### STORED ROWS:
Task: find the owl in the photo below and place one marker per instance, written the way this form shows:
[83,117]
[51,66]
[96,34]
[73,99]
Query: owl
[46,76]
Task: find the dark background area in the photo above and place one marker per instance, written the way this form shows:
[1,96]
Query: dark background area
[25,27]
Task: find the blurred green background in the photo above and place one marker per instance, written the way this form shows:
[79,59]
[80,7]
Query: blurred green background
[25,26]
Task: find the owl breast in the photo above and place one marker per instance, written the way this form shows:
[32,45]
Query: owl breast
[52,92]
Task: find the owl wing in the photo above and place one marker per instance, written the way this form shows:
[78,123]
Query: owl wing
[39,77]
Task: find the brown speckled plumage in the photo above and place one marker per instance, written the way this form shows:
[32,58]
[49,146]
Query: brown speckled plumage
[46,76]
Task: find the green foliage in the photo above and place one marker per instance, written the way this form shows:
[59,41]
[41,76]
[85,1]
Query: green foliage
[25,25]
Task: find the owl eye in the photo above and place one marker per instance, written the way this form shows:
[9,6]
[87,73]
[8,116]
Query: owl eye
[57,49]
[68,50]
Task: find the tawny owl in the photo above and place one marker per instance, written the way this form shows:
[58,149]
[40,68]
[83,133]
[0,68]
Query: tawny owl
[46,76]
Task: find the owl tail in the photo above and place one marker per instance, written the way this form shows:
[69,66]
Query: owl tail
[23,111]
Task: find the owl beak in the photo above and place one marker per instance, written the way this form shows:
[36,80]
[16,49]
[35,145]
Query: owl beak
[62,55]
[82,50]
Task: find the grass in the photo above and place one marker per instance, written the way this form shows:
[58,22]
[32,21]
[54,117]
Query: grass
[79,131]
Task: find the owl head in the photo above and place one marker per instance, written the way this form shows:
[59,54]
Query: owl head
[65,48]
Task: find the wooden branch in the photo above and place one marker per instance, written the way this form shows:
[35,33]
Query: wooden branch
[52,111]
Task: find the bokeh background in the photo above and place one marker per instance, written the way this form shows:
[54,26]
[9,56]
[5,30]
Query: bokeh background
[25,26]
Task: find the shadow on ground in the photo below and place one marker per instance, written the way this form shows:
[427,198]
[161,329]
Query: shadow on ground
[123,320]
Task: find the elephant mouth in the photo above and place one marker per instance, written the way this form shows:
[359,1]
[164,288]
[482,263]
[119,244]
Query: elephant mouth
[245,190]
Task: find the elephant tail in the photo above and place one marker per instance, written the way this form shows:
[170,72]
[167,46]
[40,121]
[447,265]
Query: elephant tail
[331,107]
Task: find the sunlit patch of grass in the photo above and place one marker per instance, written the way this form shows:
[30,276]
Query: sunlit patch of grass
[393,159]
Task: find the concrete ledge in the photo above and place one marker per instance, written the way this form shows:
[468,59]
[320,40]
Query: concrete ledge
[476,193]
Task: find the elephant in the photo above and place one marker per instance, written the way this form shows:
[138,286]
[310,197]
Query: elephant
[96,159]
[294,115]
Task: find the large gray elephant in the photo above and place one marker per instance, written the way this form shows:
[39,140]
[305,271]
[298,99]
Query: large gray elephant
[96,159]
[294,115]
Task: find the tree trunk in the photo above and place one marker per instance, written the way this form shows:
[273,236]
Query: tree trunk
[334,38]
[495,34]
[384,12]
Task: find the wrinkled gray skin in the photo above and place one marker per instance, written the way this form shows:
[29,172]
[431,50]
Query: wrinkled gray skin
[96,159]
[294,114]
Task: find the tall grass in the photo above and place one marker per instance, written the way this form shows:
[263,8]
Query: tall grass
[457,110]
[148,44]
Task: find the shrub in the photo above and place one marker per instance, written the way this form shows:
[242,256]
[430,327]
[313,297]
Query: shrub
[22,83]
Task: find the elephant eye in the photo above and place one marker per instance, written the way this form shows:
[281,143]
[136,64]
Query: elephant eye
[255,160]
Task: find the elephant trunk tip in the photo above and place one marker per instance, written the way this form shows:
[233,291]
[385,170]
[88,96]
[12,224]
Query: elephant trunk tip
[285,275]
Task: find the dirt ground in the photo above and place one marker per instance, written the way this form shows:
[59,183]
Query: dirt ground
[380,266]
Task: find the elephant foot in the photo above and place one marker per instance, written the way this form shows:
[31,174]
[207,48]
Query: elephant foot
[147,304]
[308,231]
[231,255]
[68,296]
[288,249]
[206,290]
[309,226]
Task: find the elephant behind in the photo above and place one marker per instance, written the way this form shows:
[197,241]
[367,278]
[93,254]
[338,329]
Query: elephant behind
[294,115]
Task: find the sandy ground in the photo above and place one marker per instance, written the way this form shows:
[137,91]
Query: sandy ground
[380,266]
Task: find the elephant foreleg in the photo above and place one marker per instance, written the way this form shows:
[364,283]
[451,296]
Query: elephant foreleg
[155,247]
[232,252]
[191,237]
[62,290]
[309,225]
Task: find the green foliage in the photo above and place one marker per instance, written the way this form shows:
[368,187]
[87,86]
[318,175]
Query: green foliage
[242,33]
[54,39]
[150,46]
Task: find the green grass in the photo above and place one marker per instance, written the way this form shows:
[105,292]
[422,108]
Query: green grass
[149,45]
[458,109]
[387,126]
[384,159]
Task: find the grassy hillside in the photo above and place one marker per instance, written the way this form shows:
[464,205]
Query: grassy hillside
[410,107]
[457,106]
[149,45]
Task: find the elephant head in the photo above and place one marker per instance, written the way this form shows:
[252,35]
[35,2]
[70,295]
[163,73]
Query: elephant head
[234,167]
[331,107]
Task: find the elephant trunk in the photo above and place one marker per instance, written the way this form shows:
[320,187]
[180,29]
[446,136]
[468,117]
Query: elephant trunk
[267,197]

### WHAT IS EXPECTED:
Write out all of the data above again, substituting "point" for each occurrence of "marker" and keeping everything else the same.

### EXERCISE SOLUTION:
Task: find the owl in the photo below and place one point per instance, written the way this form shows:
[83,117]
[51,66]
[96,34]
[73,99]
Query: owl
[46,76]
Task: find the dark background area in the photo above and place one point per instance, written the way this form shows:
[1,96]
Query: dark background area
[25,27]
Task: find the blurred green background in the photo above and place one point per instance, written the way this form shows:
[79,59]
[80,7]
Query: blurred green background
[25,26]
Task: find the owl breast in the photo above and place one point per instance, written the way this form shows:
[32,45]
Query: owl breast
[52,92]
Task: find the owl wing in the photo above and place one point per instance, written the way this form shows:
[78,123]
Query: owl wing
[39,77]
Task: find the brown speckled plumage in the photo above and place one point per instance, written the way this form shows:
[32,58]
[49,146]
Query: brown speckled plumage
[46,76]
Task: find the green foliage in the photo above and place one point per instance, written the way this form shows:
[59,41]
[41,76]
[85,1]
Query: green foliage
[25,25]
Task: find the owl eye in the photo above and place one point per instance, written the way this form shows:
[9,6]
[87,73]
[8,116]
Query: owl eye
[57,49]
[68,50]
Task: find the tawny owl in the photo above and place one point per instance, written the way this form shows:
[58,149]
[40,68]
[83,133]
[0,68]
Query: tawny owl
[46,76]
Task: find the owl tail in the photo above and place one point per instance, written the way this form shows:
[69,66]
Query: owl tail
[23,111]
Task: find the owl beak in the photo above and place one point per instance, written the way this form shows:
[36,80]
[16,49]
[35,145]
Query: owl beak
[62,55]
[82,50]
Task: find the grass in the photo above and place one point per instance, written the way this form shows:
[58,22]
[32,21]
[54,117]
Query: grass
[79,131]
Task: find the owl head in the photo above and place one point per instance, written the way this form shows:
[59,54]
Query: owl head
[65,48]
Task: find the wooden branch in the photo above and place one point per instance, written the way this form shows:
[35,33]
Query: wooden branch
[52,111]
Task: find the bokeh background in the photo above and place one point per instance, written the way this form shows:
[54,26]
[9,56]
[5,30]
Query: bokeh background
[25,26]
Task: find the shadow on ground in the photo below and place one point per instance, written the way this form shows:
[427,198]
[161,329]
Query: shadow on ground
[123,320]
Task: find the elephant mouth in the photo above and place one point per instance, written the way this form shows:
[359,1]
[164,288]
[482,263]
[119,244]
Query: elephant mouth
[245,190]
Task: find the elephant tail in the photo above and place one point per instance, written the way this form shows:
[170,72]
[167,46]
[40,121]
[447,265]
Query: elephant tail
[331,107]
Task: find the sunlit patch of grass in the photo above and place one point per instance, written the way this form shows:
[30,276]
Query: sunlit patch of grass
[393,159]
Task: find the concrete ledge in the photo above and place one point per instance, written the way this form shows:
[468,59]
[320,40]
Query: concrete ledge
[476,193]
Task: find the elephant in the photo above and place one point per instance, written the way this form shows:
[138,286]
[310,197]
Query: elephant
[96,159]
[294,115]
Task: find the large gray elephant in the photo above and place one point per instance, written the way this form shows:
[39,140]
[305,271]
[298,99]
Query: large gray elephant
[96,159]
[294,115]
Task: find the tree trunk in the photo above and place one point per instance, written the way this form shows:
[273,236]
Query: tree trunk
[334,38]
[495,34]
[384,12]
Task: find the wrinkled gray skin in the photo above and place one point per instance, written the way this form shows:
[29,172]
[431,50]
Query: wrinkled gray skin
[96,159]
[294,114]
Task: find the tall grass in the photo above and place one point per instance, written the way this form shows:
[263,8]
Query: tall grass
[457,110]
[148,44]
Task: find the shrub in the photo above and place one point per instance, written the way this form shows:
[242,256]
[430,327]
[313,297]
Query: shrub
[22,83]
Task: find the elephant eye in the photo above and place one point per instance, written the way this form shows:
[281,143]
[136,64]
Query: elephant eye
[255,160]
Task: find the elephant trunk tip in the photo above and place one point per instance, written the way this form shows:
[233,291]
[385,170]
[88,96]
[12,224]
Query: elephant trunk tip
[285,275]
Task: find the dirt ground in the photo above and place one point per instance, written the way this form shows:
[59,183]
Query: dirt ground
[380,266]
Task: find the elephant foot in the photo above and place one point per instance, written the way this form shows:
[31,174]
[207,48]
Query: elephant foot
[147,304]
[308,231]
[231,255]
[68,296]
[288,249]
[206,290]
[309,226]
Task: find the elephant behind in the photo above and place one point per instance, written the way this form shows:
[197,241]
[367,278]
[93,254]
[338,329]
Query: elephant behind
[294,115]
Task: find the sandy ground in the photo above and place one point per instance, written the way this form shows:
[137,91]
Query: sandy ground
[380,266]
Task: find the elephant foreleg in the photo above and place one point per instance, written the way this form shows:
[364,283]
[451,296]
Query: elephant foreleg
[155,247]
[232,252]
[191,237]
[62,290]
[309,225]
Task: find the green foliage in the photo above and place one point per instance, written the way this form shows:
[368,187]
[87,86]
[318,175]
Query: green foliage
[242,33]
[54,39]
[150,46]
Task: find the green grass in the photo above and place one point per instance, written the way this form shows:
[105,292]
[422,108]
Query: green grass
[149,45]
[458,109]
[387,126]
[384,159]
Task: find the grassy hillside in the photo above and place one point per instance, written the way this form shows:
[464,205]
Query: grassy hillside
[410,107]
[457,106]
[149,45]
Task: find the elephant head in the photo above and place one point per instance, written the way this form shows:
[252,35]
[35,2]
[70,295]
[163,73]
Query: elephant head
[234,167]
[331,107]
Task: find the elephant trunk in the photo above and place one point per instance, written the way this form shows:
[320,187]
[180,29]
[446,136]
[468,117]
Query: elephant trunk
[267,197]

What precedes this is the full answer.